• [Selected extract]
================
Now, some code from CAdvancedFileFind, showing its main logic. That is how we initialize: Store the parameter passed at FindFile and do heuristic to exclude most cases where "bugfix" is undesired.

BOOL CAdvancedFileFind::FindFile(LPCTSTR pstrName /* = NULL */,
                DWORD dwUnused
                /* = FIND_FIRST_EX_DO_EXACT_MATCH */)
{
  m_dwLastUnused = dwUnused; // for we can use it in FindNextFile
  m_bNeedFix = false;

  // in fact, this is just a hack: bug takes place when either
  // long name, or short name matches the mask, but in the name
  // of speed, we take following approach ...
  TCHAR *pstrStar = _tcsrchr(pstrName, _T('*'));
  TCHAR *pstrDot = _tcsrchr(pstrName, _T('.'));

  // ...bug takes place if ...

  // ...mask has star and has extension...
================
• [Task set]
**A)** Reproduce, character for character, the passage of the CAdvancedFileFind excerpt that opens with the words containing "BOOL CAdvancedFileFind::FindFile(LPCTSTR pstrName" and closes with "place if ...".
**B)** List each line of the records in which the word "frosted" appears.
The records have no connection to the CAdvancedFileFind excerpt.

• [Information provided]
================
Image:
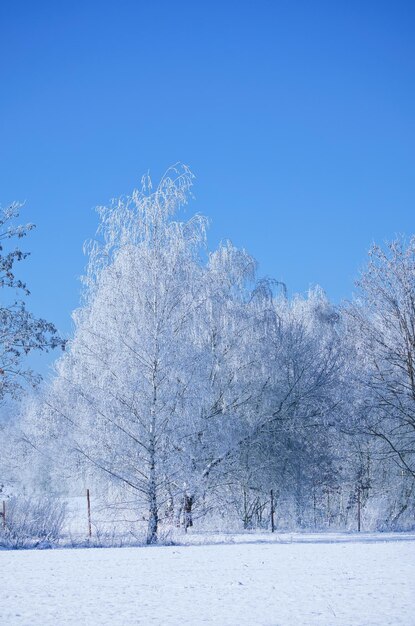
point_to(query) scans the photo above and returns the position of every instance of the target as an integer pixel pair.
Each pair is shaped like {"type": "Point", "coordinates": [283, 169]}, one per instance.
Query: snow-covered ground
{"type": "Point", "coordinates": [294, 580]}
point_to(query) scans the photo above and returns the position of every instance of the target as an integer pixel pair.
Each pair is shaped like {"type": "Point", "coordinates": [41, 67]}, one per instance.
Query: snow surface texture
{"type": "Point", "coordinates": [328, 581]}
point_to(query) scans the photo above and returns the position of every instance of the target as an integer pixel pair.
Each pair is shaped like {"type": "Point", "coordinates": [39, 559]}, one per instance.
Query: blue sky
{"type": "Point", "coordinates": [296, 117]}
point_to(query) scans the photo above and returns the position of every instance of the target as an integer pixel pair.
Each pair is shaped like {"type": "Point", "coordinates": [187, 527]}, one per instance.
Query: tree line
{"type": "Point", "coordinates": [198, 388]}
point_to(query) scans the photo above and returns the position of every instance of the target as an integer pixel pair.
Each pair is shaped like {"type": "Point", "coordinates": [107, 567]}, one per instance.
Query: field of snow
{"type": "Point", "coordinates": [289, 580]}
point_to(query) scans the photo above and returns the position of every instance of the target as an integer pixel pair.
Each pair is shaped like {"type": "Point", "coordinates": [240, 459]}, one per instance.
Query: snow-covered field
{"type": "Point", "coordinates": [284, 580]}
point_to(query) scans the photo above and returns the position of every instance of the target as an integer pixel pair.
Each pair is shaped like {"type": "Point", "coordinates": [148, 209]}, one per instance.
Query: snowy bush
{"type": "Point", "coordinates": [32, 522]}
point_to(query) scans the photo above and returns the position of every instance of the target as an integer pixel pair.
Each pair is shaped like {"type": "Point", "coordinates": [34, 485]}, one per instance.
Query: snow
{"type": "Point", "coordinates": [274, 581]}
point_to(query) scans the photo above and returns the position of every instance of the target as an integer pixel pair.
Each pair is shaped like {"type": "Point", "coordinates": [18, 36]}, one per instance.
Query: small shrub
{"type": "Point", "coordinates": [32, 522]}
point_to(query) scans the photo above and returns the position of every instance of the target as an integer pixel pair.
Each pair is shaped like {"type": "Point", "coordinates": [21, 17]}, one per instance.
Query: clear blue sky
{"type": "Point", "coordinates": [298, 119]}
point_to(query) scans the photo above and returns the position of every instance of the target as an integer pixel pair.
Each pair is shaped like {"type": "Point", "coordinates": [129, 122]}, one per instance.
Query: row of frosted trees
{"type": "Point", "coordinates": [189, 383]}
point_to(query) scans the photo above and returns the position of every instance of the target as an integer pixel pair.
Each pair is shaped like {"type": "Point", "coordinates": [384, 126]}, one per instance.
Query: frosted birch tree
{"type": "Point", "coordinates": [125, 382]}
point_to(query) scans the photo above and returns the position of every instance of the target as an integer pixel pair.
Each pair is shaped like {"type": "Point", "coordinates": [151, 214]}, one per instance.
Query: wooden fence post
{"type": "Point", "coordinates": [272, 511]}
{"type": "Point", "coordinates": [88, 500]}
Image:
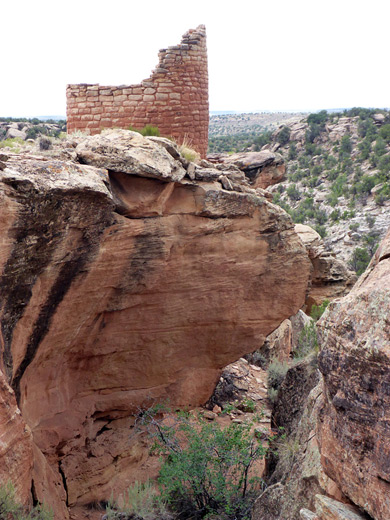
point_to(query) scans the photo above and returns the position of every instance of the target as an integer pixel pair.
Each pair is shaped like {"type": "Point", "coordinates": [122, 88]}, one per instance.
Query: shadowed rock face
{"type": "Point", "coordinates": [355, 363]}
{"type": "Point", "coordinates": [122, 286]}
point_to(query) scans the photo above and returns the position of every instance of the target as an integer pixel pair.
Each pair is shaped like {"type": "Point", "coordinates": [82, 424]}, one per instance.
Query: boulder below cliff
{"type": "Point", "coordinates": [125, 283]}
{"type": "Point", "coordinates": [330, 277]}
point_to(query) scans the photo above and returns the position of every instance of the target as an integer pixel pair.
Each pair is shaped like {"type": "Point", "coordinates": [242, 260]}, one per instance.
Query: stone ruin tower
{"type": "Point", "coordinates": [174, 98]}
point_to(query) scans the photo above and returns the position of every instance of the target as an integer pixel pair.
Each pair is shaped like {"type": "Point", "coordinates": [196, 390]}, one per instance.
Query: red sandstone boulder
{"type": "Point", "coordinates": [123, 286]}
{"type": "Point", "coordinates": [355, 363]}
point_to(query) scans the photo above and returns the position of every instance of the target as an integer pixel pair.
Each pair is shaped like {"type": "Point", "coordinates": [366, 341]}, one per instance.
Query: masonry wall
{"type": "Point", "coordinates": [174, 98]}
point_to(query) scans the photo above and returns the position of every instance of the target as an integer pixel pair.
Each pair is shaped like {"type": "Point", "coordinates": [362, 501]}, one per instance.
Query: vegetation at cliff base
{"type": "Point", "coordinates": [11, 509]}
{"type": "Point", "coordinates": [206, 468]}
================
• [Outputs in order]
**A)**
BOOL CAdvancedFileFind::FindFile(LPCTSTR pstrName /* = NULL */,
                DWORD dwUnused
                /* = FIND_FIRST_EX_DO_EXACT_MATCH */)
{
  m_dwLastUnused = dwUnused; // for we can use it in FindNextFile
  m_bNeedFix = false;

  // in fact, this is just a hack: bug takes place when either
  // long name, or short name matches the mask, but in the name
  // of speed, we take following approach ...
  TCHAR *pstrStar = _tcsrchr(pstrName, _T('*'));
  TCHAR *pstrDot = _tcsrchr(pstrName, _T('.'));

  // ...bug takes place if ...

**B)**
Query: row of frosted trees
Query: frosted birch tree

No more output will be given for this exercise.